**PROVIDED TEXT**
Variants of TP4056

Ok, I've looked around, and I've noticed there are several of the TP4056 models out there. Some use the thermal pin, other don't, some use another chip with the TP.

We're all familiar with



However, there are these 2 as well:







First off, has anyone used either of the latter 2?
Secondly, how would you use the 6 connections on the left one? I'm going to guess that this module is used in an application that charges and discharges through the same module. However, the discharging goes through a different circuit; assuming it cuts off the power if the cell drops to low?
Thirdly,how would you go about using the temperature probe on the right one?

Korisha said:

First off, has anyone used either of the latter 2?
Secondly, how would you use the 6 connections on the left one? I'm going to guess that this module is used in an application that charges and discharges through the same module. However, the discharging goes through a different circuit; assuming it cuts off the power if the cell drops to low?

**INFORMATION SUPPLIED**
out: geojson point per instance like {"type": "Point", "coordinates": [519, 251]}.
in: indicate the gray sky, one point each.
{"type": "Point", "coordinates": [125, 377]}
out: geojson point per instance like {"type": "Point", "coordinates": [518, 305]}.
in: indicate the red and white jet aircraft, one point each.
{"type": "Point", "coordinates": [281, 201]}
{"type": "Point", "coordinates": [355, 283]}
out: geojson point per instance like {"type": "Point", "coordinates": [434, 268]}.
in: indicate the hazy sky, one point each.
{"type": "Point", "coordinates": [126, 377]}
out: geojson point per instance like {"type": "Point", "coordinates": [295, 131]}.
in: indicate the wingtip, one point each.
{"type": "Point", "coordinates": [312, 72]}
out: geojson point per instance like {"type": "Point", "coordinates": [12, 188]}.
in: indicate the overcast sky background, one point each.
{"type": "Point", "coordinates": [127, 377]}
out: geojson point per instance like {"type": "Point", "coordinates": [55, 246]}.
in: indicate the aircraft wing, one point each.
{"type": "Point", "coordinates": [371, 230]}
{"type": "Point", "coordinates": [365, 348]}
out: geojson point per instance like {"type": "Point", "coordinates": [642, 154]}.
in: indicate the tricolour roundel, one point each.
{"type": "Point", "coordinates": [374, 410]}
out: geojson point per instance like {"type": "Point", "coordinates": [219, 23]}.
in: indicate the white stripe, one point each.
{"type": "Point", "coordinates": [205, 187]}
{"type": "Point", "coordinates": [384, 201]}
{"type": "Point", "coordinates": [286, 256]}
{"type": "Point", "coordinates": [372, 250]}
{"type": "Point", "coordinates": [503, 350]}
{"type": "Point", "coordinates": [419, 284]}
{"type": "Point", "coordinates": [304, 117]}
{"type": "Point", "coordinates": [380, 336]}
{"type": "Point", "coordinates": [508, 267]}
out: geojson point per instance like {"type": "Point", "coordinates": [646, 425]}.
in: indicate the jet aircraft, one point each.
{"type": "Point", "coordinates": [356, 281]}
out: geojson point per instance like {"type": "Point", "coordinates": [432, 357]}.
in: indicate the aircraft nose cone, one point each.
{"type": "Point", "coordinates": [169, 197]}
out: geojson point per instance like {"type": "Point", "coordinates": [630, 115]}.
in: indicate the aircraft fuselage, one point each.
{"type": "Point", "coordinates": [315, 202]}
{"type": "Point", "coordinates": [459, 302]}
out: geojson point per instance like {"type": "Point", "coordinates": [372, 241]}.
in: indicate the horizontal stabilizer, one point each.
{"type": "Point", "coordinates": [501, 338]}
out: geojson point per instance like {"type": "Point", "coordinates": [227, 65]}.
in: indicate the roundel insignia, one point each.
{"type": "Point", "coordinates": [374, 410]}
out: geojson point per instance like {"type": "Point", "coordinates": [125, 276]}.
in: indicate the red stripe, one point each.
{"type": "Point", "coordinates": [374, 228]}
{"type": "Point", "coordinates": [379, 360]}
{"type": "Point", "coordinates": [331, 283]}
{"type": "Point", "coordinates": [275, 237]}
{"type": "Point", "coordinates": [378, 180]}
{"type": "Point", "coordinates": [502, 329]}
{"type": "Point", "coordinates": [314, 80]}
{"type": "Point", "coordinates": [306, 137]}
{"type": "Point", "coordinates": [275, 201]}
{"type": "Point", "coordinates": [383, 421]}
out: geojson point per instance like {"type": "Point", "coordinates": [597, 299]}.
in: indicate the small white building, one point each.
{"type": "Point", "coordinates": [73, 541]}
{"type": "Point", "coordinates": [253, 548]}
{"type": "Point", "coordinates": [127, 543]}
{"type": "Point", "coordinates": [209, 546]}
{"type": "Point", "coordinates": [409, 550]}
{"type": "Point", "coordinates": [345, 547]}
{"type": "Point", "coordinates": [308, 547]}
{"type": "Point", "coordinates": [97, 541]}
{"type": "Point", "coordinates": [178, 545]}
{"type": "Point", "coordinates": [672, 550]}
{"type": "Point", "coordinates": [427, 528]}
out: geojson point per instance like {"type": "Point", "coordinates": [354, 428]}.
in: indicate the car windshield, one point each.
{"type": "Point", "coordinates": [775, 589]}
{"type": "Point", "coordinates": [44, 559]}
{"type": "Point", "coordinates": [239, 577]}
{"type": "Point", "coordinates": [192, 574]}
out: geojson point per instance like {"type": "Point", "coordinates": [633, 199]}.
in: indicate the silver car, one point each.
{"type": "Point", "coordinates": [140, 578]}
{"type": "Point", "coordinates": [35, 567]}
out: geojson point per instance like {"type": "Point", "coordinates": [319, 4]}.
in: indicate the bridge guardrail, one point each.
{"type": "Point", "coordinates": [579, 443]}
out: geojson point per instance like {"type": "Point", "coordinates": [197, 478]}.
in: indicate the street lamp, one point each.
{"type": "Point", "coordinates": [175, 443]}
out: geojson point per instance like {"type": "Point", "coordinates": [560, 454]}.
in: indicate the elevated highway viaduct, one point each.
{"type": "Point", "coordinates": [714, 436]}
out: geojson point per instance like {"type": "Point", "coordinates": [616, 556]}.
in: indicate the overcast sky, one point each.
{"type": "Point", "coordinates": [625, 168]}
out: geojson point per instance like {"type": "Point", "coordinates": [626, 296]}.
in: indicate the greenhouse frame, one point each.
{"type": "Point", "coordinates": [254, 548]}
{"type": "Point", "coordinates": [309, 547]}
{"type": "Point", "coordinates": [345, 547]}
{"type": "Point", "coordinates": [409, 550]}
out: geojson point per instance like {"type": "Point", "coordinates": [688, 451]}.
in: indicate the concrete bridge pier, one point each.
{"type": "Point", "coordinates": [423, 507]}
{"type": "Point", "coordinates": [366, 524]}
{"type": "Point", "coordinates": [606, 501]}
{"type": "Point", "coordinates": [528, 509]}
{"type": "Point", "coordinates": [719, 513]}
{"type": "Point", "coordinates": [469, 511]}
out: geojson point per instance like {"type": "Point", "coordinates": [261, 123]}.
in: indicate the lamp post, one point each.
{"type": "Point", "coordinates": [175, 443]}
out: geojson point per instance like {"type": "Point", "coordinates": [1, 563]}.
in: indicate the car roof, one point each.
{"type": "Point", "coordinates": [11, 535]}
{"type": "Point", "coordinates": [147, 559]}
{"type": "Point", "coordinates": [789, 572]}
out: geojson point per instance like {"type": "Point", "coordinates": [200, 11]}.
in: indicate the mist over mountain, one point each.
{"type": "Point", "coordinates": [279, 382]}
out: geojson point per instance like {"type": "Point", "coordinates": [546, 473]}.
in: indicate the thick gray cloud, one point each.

**REQUIRED ACTIONS**
**1.** In the TP4056 thread, rewrite the paragraph that begins "Ok, I've looked around" as a short bulleted list that keeps its main facts.
**2.** According to the TP4056 thread, what kind of application does the poster guess the module with 6 connections is used in?
**3.** Resume the TP4056 thread from the point where it stops.

**THE RESPONSES**
**1.**
- Several TP4056 models exist.
- Some use the thermal pin and others don't.
- Some pair the TP4056 with another chip.

**2.** One that charges and discharges through the same module.

**3.**
Thirdly,how would you go about using the temperature probe on the right one?

Click to expand...

I have 20 of the one on the left. The OUT and BAT terminals are electrically the same.
The OUT is provided so you can draw from the battery to power the device if you were to embed the chip in a device.
There is no discharge function on this board.

For the other board, you need to hook up a thermistor to the temp pin, and it will stop charging if temp threshold is exceeded. It is explained in the datasheet.

Hrmm, interesting. I say so because it looked like the Out- and B- were not on the same trace. Or looked like that on another picture I saw.

So there isn't really any added advantages of using the left one over a standard board as the top one, then. The only bonus is that you have a solid connection for powering your device instead of running longer wires or trying to double up on the board making a mess. Hrmm....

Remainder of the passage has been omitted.